--- Dataset extract ---

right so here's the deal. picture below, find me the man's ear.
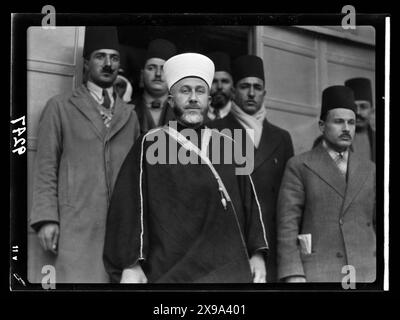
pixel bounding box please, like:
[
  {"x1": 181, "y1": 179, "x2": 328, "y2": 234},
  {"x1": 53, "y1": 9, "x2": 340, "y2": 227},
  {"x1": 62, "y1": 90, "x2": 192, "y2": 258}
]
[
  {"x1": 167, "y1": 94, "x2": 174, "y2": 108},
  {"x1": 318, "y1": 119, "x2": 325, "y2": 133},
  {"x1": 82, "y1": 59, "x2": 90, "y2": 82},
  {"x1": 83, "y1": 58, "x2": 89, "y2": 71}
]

---
--- Dataset extract ---

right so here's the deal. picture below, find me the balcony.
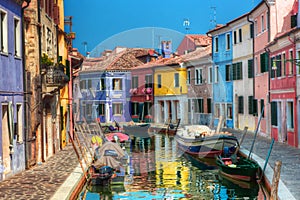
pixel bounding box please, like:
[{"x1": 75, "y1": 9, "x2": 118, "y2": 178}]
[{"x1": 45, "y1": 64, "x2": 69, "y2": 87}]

---

Reproduce each line from the records that contains the word "find".

**Answer section**
right so here's the deal. picture below, find me the man's ear.
right so here's the deal. picture below, find me the balcony.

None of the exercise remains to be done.